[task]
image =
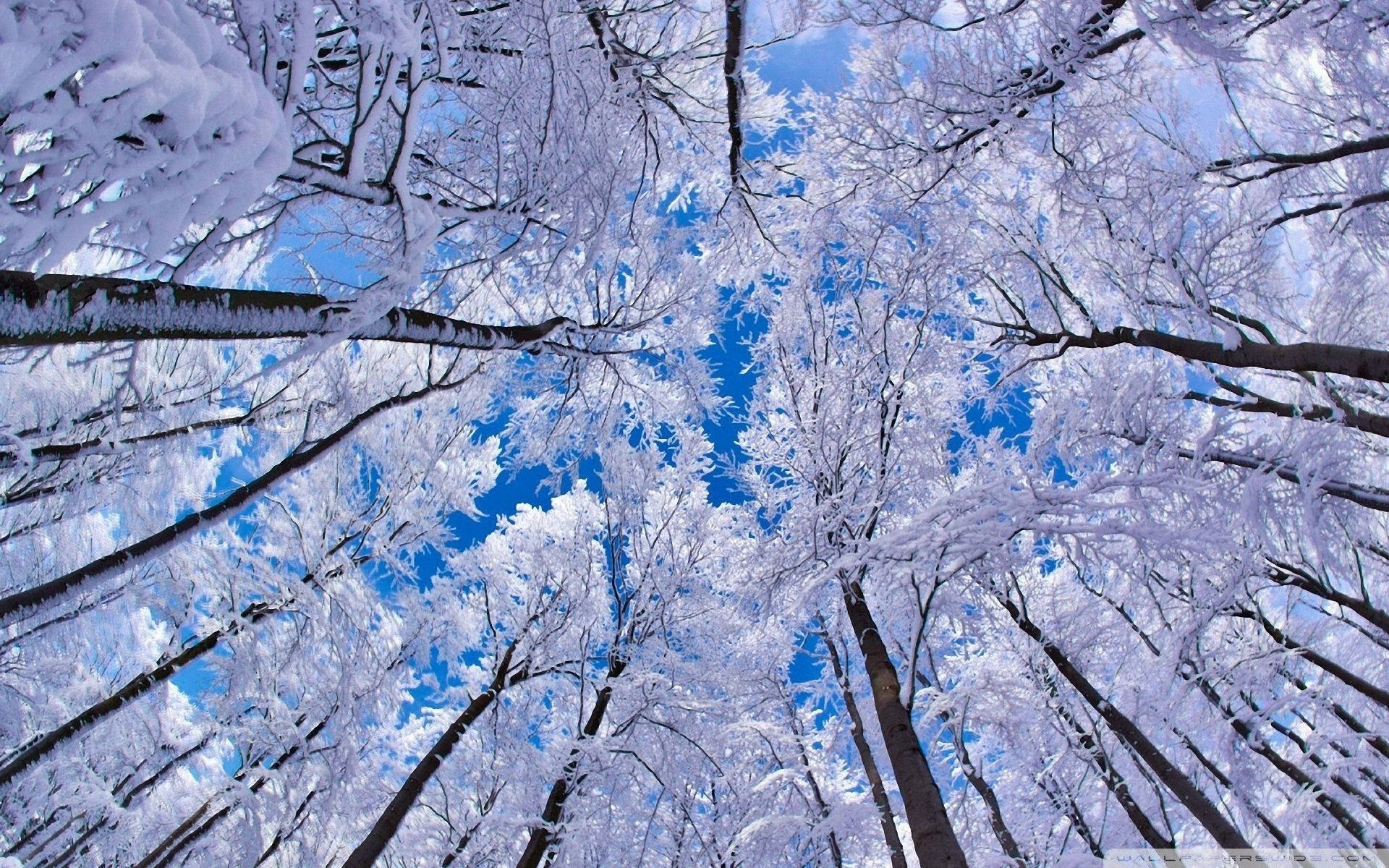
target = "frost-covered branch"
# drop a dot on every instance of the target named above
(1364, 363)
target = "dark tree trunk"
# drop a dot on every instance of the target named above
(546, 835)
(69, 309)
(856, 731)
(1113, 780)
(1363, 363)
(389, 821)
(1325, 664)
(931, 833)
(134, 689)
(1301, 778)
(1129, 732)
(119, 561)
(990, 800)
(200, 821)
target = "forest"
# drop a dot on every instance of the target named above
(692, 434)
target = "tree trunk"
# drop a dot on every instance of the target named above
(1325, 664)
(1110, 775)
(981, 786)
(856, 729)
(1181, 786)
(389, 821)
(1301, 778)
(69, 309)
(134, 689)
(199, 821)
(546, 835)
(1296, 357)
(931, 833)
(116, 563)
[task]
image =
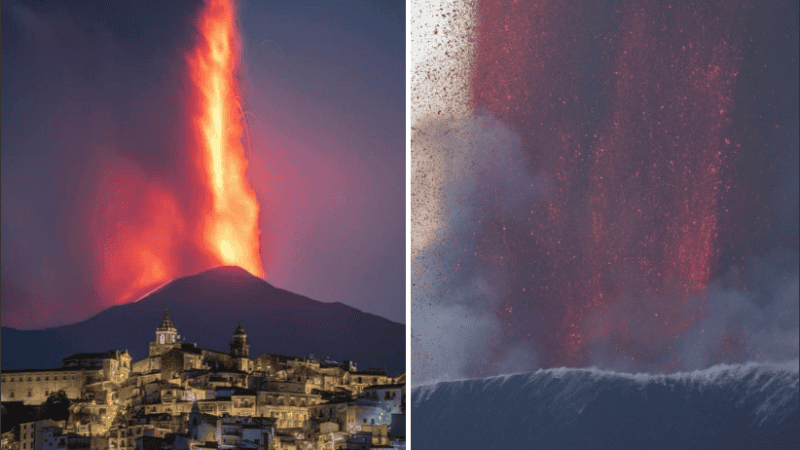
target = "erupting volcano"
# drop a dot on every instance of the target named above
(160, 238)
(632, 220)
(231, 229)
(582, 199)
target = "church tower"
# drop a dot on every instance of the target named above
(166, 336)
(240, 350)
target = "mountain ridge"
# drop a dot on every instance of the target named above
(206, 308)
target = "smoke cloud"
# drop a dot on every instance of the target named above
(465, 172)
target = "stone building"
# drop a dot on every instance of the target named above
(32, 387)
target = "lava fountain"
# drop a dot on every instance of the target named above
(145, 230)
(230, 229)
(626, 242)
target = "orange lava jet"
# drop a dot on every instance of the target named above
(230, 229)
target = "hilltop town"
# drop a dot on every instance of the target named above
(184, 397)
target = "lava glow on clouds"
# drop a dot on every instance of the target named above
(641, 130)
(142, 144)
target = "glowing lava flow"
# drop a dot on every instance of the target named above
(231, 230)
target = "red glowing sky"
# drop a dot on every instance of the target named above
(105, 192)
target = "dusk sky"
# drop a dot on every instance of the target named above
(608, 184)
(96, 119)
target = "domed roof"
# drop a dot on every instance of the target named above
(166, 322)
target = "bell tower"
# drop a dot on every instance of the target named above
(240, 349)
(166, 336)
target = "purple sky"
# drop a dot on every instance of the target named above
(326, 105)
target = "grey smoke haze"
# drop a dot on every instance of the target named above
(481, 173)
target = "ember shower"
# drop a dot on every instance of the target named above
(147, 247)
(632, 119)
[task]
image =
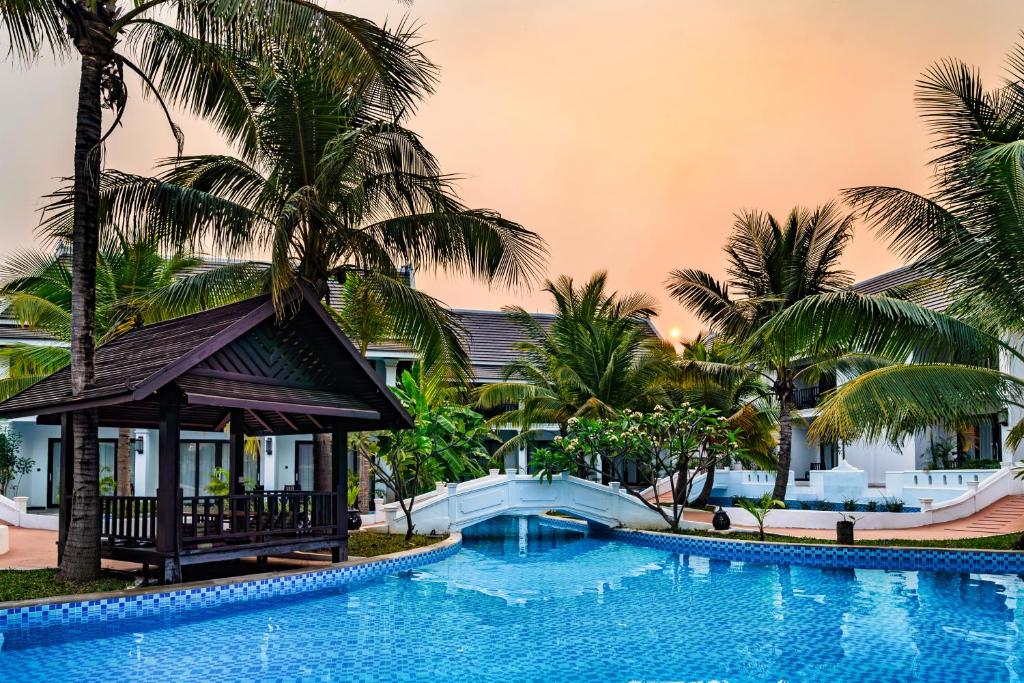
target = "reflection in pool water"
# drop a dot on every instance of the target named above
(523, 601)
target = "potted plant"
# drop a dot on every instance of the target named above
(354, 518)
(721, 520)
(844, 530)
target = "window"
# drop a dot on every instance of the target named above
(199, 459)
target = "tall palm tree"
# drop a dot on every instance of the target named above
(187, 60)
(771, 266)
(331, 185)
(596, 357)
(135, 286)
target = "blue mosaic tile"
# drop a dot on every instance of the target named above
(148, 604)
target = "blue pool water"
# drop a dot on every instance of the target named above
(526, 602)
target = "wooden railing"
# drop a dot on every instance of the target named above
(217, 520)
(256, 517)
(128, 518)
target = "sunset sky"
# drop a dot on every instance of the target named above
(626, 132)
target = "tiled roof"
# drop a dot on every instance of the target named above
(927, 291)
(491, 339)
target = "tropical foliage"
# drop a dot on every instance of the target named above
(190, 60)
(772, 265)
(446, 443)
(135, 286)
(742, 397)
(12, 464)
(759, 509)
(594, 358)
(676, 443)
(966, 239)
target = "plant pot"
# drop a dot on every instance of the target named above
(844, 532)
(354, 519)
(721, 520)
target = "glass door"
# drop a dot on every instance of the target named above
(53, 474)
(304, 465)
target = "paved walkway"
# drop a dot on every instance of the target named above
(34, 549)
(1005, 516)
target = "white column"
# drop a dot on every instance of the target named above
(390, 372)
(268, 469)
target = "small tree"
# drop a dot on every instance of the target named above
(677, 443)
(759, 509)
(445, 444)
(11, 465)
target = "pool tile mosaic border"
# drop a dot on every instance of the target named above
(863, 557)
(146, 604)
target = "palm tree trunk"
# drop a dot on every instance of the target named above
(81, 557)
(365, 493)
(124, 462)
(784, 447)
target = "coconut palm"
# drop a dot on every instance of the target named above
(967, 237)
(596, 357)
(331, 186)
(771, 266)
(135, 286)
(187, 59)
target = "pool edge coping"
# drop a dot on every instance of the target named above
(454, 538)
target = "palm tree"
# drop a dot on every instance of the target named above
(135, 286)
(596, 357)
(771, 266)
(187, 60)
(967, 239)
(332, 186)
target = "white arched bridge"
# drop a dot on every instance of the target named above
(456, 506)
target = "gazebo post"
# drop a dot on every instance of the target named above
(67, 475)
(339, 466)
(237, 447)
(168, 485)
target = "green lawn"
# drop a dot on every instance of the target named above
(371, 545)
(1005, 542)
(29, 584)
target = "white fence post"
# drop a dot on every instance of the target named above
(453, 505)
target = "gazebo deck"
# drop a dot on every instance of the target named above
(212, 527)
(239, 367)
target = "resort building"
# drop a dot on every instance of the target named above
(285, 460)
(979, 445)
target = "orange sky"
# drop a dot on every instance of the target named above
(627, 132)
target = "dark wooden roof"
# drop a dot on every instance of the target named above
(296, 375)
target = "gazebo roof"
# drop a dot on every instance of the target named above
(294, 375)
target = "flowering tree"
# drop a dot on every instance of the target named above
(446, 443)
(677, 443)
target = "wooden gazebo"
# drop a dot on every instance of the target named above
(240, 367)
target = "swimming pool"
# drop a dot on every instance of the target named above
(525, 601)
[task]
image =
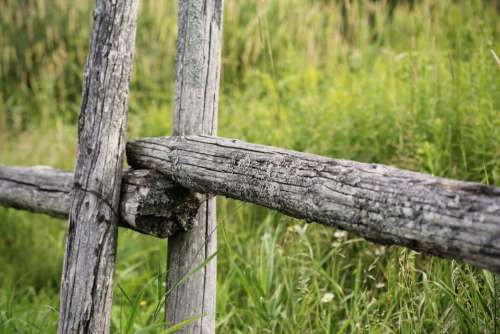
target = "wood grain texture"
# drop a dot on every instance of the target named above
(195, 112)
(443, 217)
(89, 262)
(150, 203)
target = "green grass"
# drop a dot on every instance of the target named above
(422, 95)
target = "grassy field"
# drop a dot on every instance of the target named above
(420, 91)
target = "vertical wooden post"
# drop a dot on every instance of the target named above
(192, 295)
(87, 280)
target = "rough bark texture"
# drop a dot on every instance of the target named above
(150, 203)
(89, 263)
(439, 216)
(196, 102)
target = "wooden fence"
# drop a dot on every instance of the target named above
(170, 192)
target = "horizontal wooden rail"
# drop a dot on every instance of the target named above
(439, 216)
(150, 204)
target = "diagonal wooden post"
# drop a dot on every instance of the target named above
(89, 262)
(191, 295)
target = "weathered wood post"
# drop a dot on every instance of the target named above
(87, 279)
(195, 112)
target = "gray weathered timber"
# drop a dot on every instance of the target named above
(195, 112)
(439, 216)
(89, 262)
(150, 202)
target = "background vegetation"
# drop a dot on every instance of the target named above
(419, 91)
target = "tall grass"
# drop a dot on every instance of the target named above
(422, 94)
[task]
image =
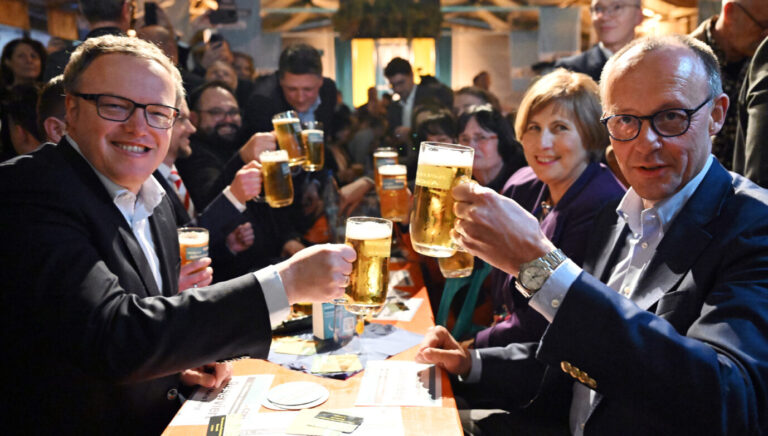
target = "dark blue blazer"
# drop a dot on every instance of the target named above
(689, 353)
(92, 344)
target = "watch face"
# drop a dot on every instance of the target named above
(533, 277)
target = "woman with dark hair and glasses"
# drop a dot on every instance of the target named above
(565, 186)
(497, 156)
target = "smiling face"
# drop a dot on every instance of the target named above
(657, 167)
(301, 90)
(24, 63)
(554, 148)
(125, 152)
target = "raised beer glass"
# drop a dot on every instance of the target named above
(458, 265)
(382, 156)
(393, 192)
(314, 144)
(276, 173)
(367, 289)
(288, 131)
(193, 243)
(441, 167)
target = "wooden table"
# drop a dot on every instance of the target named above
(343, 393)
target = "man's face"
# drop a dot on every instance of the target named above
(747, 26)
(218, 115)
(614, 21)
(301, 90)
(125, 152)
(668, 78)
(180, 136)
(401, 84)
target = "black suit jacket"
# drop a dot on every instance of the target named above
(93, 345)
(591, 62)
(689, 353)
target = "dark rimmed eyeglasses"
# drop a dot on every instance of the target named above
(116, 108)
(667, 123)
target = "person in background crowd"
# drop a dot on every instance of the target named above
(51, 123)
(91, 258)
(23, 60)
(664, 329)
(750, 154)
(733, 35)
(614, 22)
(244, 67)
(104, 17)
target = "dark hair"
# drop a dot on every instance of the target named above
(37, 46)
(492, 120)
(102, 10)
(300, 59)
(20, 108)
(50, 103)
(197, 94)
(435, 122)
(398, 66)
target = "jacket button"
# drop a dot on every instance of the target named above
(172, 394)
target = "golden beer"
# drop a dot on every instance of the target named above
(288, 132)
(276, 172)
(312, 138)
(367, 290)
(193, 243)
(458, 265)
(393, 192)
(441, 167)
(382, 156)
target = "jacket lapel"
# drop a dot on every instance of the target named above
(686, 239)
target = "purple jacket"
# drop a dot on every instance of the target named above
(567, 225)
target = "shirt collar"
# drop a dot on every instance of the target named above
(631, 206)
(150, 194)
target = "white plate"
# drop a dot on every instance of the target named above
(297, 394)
==*==
» Required task
List every line of the records above that contains the word "building", matching its case exactly.

» Answer to this problem
target = "stone building"
target = "resort building"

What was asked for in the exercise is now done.